### Records to process:
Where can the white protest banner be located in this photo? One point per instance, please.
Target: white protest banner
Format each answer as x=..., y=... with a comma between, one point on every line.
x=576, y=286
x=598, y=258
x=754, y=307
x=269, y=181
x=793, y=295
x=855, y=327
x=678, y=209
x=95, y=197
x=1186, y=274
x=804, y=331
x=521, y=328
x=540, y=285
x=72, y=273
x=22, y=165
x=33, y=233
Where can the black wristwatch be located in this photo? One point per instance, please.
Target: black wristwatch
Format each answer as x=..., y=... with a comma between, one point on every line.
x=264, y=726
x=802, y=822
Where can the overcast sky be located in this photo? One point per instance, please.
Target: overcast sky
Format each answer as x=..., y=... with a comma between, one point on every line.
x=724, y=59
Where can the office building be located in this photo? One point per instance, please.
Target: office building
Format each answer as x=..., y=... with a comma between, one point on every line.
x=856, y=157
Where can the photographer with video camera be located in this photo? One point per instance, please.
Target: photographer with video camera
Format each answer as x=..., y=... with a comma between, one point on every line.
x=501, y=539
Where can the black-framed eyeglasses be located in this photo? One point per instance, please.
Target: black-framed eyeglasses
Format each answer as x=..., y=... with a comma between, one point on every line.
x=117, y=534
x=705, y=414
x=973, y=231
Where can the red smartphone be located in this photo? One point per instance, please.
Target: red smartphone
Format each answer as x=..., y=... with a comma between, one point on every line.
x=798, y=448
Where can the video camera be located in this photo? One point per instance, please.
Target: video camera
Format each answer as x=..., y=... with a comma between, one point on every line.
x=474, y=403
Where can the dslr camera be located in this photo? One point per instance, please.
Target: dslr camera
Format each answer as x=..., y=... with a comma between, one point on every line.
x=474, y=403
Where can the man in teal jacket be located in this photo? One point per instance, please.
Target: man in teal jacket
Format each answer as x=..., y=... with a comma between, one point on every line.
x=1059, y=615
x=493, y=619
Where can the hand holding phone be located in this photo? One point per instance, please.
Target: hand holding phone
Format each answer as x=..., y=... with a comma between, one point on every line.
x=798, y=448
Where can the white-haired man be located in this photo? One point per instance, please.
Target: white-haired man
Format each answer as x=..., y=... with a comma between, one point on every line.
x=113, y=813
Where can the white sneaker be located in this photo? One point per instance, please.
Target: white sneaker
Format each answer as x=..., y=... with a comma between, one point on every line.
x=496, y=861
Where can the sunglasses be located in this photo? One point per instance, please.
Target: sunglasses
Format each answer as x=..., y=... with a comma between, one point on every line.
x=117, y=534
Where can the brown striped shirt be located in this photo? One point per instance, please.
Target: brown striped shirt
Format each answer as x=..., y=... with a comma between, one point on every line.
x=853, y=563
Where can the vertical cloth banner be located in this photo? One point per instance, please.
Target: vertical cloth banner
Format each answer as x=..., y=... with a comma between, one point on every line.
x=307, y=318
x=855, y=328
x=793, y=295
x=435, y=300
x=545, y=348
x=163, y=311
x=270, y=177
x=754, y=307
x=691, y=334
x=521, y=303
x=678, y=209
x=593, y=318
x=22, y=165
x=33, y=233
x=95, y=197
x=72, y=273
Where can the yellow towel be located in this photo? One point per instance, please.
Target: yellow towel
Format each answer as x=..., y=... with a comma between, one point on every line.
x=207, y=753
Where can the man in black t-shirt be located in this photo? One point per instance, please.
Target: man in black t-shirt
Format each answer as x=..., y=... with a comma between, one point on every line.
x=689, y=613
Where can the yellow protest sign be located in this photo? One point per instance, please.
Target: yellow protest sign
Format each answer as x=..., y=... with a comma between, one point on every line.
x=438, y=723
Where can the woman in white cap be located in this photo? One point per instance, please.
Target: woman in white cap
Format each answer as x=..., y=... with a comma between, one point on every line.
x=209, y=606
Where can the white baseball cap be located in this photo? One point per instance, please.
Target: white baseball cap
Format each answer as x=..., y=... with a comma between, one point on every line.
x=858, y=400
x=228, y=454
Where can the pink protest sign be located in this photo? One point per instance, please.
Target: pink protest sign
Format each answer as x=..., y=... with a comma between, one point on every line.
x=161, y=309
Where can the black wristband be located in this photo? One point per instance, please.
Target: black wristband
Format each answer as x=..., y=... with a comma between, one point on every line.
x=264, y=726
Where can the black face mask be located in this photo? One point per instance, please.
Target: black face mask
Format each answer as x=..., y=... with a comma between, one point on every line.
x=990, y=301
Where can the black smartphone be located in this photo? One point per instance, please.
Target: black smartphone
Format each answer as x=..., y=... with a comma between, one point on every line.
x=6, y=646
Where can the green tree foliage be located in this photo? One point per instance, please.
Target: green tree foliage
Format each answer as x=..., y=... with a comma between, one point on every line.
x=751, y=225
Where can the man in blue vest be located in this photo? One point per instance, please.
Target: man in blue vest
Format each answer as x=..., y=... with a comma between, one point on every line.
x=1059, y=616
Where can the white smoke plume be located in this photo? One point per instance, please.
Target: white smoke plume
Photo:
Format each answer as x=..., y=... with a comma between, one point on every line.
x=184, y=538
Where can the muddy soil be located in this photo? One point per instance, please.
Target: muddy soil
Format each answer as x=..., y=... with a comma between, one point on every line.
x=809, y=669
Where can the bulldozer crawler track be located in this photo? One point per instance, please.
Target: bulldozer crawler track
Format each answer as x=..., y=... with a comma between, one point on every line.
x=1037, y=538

### Aim of the task:
Transcribe the listing in full, keeping every line exact.

### Solution to the problem:
Where can the white protest banner be located in this photo? One point per instance, please.
Target: white protest banner
Format each answer as x=..., y=... with a comma between, one point on every line.
x=576, y=286
x=598, y=258
x=754, y=307
x=269, y=181
x=793, y=295
x=855, y=327
x=678, y=209
x=95, y=197
x=1186, y=274
x=804, y=331
x=521, y=328
x=540, y=285
x=72, y=273
x=22, y=165
x=33, y=233
Where can the black wristwatch be located in this photo? One point per instance, please.
Target: black wristwatch
Format each answer as x=..., y=... with a comma between, one point on every line.
x=264, y=726
x=802, y=822
Where can the overcast sky be located in this photo? One point per instance, please.
Target: overcast sky
Format each answer as x=..., y=... with a comma between, one point on every line.
x=724, y=59
Where can the office building be located in this photo? One point per instance, please.
Target: office building
Format each answer as x=..., y=... with a comma between, one point on every line.
x=856, y=157
Where can the photographer with video camera be located in this photo? One point per instance, please.
Target: photographer with video camera
Format each answer as x=..., y=... with a comma between, one point on every line.
x=501, y=539
Where can the black-framed eyeglasses be located in this photo? One point per instance, please.
Target: black-framed eyeglasses
Format each answer as x=..., y=... with a comma between, one point on every line.
x=117, y=534
x=705, y=414
x=973, y=231
Where can the red smartphone be located in this photo? One point per instance, please.
Target: red smartphone
Format each answer as x=..., y=... with a comma between, one point on every line.
x=798, y=448
Where can the video camera be located in this photo? One point per instance, please.
Target: video camera
Format each answer as x=..., y=... with a comma between, one point on every line.
x=474, y=403
Where can the dslr camera be located in this photo? One point per instance, please.
Target: dslr camera
Format each answer as x=..., y=... with a comma between, one point on every line.
x=474, y=403
Where can the man in teal jacket be located in this photo? One point per instance, please.
Target: man in teal jacket
Format each answer as x=..., y=... with a comma between, one point on every line.
x=1059, y=615
x=493, y=619
Where can the hand holding phone be located in this photo? One point per instance, please.
Target: hand holding phone
Format each answer as x=..., y=... with a comma between, one point on every line.
x=798, y=448
Where can the white-haired man be located in this photo? One point per instance, please.
Target: white-haired man
Format each answer as x=..., y=... with a comma between, one point on every line.
x=113, y=813
Where can the white sneaker be located in this photo? One point per instance, please.
Target: white sneaker
Format each answer as x=..., y=... with a comma between, one point on every line.
x=496, y=861
Where can the sunglasses be located in this photo? One point per instance, please.
Target: sunglasses
Format each answer as x=..., y=... with a comma between, one point on every line.
x=117, y=534
Where can the brown striped shirt be located in this photo? One point per instance, please.
Target: brown striped shirt
Format each answer as x=..., y=... with a comma between, one point on every line.
x=853, y=563
Where can the vertical cloth banner be located in this photo? One point per instance, please.
Target: vertical cloth banner
Format each answer as x=..., y=... with a comma between, one point on every line.
x=307, y=318
x=855, y=328
x=793, y=295
x=435, y=300
x=545, y=348
x=163, y=311
x=270, y=177
x=754, y=307
x=691, y=334
x=521, y=303
x=678, y=209
x=593, y=318
x=22, y=165
x=33, y=233
x=95, y=197
x=72, y=273
Where can the yellow towel be located in this photo? One point per instance, please.
Target: yellow towel
Format each answer as x=..., y=... with a comma between, one point on every line.
x=207, y=753
Where can the man in black t-shirt be located in this photo? One point per instance, please.
Target: man in black t-shirt
Format each answer as x=..., y=... with a comma between, one point on every line.
x=689, y=613
Where can the yellow protest sign be located in this photo? One point per instance, please.
Target: yellow protest sign
Format each answer as x=..., y=... with a comma between, one point on every line.
x=438, y=723
Where can the woman in white cap be located in this photo? One point per instance, please.
Target: woman in white cap
Format each answer as x=..., y=... with a comma between, one point on every line.
x=209, y=606
Where can the white baseball cap be located in this photo? One point per instance, please.
Target: white baseball cap
Format each answer as x=..., y=... with a comma between, one point on every line.
x=858, y=400
x=228, y=454
Where can the pink protest sign be located in this photo? One point per instance, please.
Target: pink protest sign
Format each answer as x=..., y=... with a comma between, one point on every line.
x=161, y=309
Where can the black wristband be located in this photo? One point per instance, please.
Target: black wristband
Format each answer as x=..., y=... with a comma between, one point on every line.
x=264, y=726
Where can the black face mask be located in this photo? One point per instance, please.
Target: black face mask
Format each answer as x=..., y=... with a comma between, one point on every line.
x=990, y=301
Where can the black smartphone be located in this photo? One point per instance, please.
Target: black smartphone
Format each answer as x=..., y=... with a comma between, one point on every line.
x=6, y=646
Where can the green tree foliage be located in this photo? One point per instance, please.
Target: green tree foliage
Format each answer as x=..., y=... with a comma between, one point on every line.
x=751, y=225
Where can the man in blue vest be located in this photo? One point per instance, please.
Target: man in blue vest
Format each answer as x=..., y=... with a comma between, one point on every line.
x=1059, y=616
Where can the white smoke plume be located in this photo? One point per instance, please.
Target: white smoke plume
Photo:
Format each answer as x=..., y=... with a comma between, one point on every line.
x=184, y=538
Where can the muddy soil be located in this photo? One point per instance, please.
Target: muddy soil
Format each answer as x=..., y=... with a comma between, one point on every line.
x=809, y=669
Where can the bulldozer crawler track be located in this photo? One point per instance, please.
Target: bulldozer crawler track
Format each answer as x=..., y=... with a comma between, one point on every line.
x=1037, y=538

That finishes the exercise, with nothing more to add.